» **Objective**
Can you reproduce verbatim the lines of data below between the line holding "plant. For each one, return a bounding box." and the line holding "[169,0,203,200]", inclusive, and nothing else?

» **Material for this task**
========
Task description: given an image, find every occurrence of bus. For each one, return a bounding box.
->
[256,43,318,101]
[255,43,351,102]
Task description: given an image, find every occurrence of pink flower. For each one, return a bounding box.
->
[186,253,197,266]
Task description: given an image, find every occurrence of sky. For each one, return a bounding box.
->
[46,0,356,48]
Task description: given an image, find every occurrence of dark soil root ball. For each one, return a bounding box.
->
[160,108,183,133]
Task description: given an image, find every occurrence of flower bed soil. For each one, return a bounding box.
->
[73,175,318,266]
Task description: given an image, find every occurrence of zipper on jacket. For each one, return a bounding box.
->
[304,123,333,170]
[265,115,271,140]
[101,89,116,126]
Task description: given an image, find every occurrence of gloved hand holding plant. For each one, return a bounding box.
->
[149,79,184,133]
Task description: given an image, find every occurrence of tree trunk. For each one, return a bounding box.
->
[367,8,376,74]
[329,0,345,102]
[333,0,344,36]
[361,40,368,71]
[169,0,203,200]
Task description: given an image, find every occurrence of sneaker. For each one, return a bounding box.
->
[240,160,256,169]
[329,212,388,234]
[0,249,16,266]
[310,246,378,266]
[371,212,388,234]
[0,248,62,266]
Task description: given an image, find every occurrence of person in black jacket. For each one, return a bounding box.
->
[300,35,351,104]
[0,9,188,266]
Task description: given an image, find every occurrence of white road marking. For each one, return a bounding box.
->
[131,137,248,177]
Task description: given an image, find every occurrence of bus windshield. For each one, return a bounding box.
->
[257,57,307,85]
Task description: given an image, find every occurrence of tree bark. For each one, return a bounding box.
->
========
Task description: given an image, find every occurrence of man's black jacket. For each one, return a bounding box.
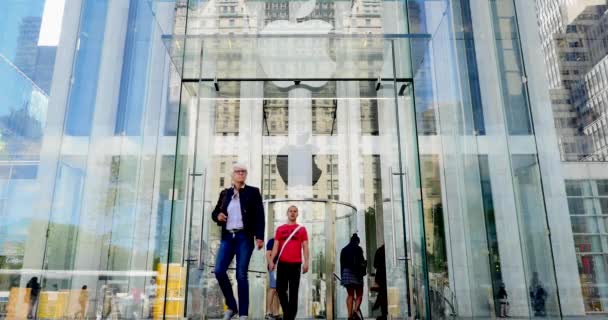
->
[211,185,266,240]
========
» **Reply to the task**
Task description: given an image, find every occurrence of gloved hand holding plant. For each one, return a bounding box.
->
[149,79,184,133]
Task description: given an image, find every occurrence of tree trunk. For each one, return a bounding box.
->
[367,8,376,74]
[329,0,345,102]
[333,0,344,36]
[361,40,368,71]
[169,0,203,200]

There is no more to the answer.